• _Yönerge ve koşullar_
Seçilen metne göre Selahattin Demirtaş daha önce hangi görevde bulunmuştur?

Bu sözcüklerle hem bir sol görünüm kazandırmaya çalışıyor, hem de sözüm ona bunlar işte Öcalan'ın bulduğu yeni icatlardır. Oysa bütün bunların zemininde devlete biat vardır. Devlet ne diyorsa Öcalan onun sözcülüğünü yapıyor. Komün-devlet çelişkisi varsa, senin komününün devletle mücadele etmesi lazım.
Aynı şeyi Selahattin Demirtaş da yapıyor. Yani şöyle bir sözü var; akıl kârı değil: “İdeoloji, teori, norm bunlar önemli değildir. Duygu önemlidir.” diyor. “Türkler ve Kürtler arasında bir kardeşlik duygusu oluşturacağız.” diyor.
Sözünü ettiğimiz arkadaş, HDP'nin eski genel başkanı, yani bir siyasetçi. Bir şair ya da bir öykü yazarı değil. Siyasal faaliyetlerinden dolayı sekîz yıldır zindanda ve şunu söyleyebiliyor: “Teori, ideoloji, norm önemli değil. Önemli olan duygu, Türklerle Kürtler birbirlerini sevecekler, birbirlerini ana gibi, yar gibi, kardeş gibi sevecekler.” Aklın, mantığın alamayacağı cümleler kuruyorlar. Bunun siyasetle, sosyolojiyle, herhangi bir düşünce akımı ile bir ilgisi yok.

• _Gösterilen veriler_
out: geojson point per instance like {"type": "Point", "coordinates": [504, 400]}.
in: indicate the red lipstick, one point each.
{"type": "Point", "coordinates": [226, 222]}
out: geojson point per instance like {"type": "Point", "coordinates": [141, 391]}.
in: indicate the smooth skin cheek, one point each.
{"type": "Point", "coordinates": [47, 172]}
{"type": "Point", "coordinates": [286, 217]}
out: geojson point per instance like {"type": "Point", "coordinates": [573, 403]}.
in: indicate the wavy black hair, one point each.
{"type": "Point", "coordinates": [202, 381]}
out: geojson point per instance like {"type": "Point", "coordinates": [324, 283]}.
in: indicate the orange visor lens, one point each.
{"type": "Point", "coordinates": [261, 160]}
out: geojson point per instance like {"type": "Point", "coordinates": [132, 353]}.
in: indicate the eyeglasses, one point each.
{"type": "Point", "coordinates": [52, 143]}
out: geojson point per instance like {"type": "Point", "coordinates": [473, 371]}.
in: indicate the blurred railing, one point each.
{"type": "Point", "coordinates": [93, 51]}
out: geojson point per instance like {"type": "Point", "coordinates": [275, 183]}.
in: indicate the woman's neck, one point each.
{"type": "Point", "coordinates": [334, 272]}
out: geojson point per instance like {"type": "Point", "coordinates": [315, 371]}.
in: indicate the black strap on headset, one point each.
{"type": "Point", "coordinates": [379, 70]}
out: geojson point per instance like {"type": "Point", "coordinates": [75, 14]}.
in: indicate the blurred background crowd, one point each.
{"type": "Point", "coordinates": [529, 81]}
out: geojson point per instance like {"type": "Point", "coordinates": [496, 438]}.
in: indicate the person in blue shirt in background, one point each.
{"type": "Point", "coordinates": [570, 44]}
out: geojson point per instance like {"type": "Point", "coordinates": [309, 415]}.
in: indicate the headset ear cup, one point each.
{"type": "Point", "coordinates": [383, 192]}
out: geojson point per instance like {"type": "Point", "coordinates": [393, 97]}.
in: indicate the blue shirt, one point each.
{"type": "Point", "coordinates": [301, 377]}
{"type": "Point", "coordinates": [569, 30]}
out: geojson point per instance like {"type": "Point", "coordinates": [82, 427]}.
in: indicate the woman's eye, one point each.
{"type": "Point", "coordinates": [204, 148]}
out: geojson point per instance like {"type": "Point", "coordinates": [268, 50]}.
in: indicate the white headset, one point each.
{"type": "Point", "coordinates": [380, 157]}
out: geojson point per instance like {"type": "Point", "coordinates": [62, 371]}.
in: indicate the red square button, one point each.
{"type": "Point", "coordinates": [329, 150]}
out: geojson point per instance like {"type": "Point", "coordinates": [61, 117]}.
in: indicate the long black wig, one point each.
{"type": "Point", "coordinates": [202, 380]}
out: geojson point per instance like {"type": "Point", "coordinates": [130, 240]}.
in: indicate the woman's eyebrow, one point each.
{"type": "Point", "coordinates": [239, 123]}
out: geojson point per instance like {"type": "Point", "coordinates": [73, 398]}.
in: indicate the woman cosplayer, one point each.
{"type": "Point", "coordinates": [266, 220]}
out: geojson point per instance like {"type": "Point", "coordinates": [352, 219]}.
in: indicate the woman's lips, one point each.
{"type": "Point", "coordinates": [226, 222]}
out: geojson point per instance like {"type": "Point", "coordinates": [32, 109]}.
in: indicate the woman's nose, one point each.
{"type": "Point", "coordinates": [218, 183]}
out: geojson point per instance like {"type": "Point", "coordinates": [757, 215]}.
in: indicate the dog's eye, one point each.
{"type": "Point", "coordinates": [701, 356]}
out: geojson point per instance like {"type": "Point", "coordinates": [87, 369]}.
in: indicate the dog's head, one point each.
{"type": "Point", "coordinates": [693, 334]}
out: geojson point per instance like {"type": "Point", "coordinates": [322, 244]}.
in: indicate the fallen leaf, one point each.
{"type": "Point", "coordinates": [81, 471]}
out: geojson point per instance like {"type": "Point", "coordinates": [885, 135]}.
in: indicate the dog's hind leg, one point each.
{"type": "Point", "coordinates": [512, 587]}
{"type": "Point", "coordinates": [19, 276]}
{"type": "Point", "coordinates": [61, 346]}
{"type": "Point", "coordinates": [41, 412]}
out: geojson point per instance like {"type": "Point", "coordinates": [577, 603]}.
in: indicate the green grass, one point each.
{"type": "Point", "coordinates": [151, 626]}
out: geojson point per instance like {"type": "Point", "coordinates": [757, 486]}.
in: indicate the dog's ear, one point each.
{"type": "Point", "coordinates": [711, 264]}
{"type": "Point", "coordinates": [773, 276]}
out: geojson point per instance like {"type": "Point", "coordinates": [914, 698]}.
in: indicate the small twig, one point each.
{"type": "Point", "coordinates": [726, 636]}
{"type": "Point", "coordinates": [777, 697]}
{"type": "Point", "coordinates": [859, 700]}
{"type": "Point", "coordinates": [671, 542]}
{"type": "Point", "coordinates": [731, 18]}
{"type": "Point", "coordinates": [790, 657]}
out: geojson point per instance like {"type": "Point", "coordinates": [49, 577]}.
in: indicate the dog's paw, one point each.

• _Görev yanıtı_
HDP'nin genel başkanlığını yapmıştır.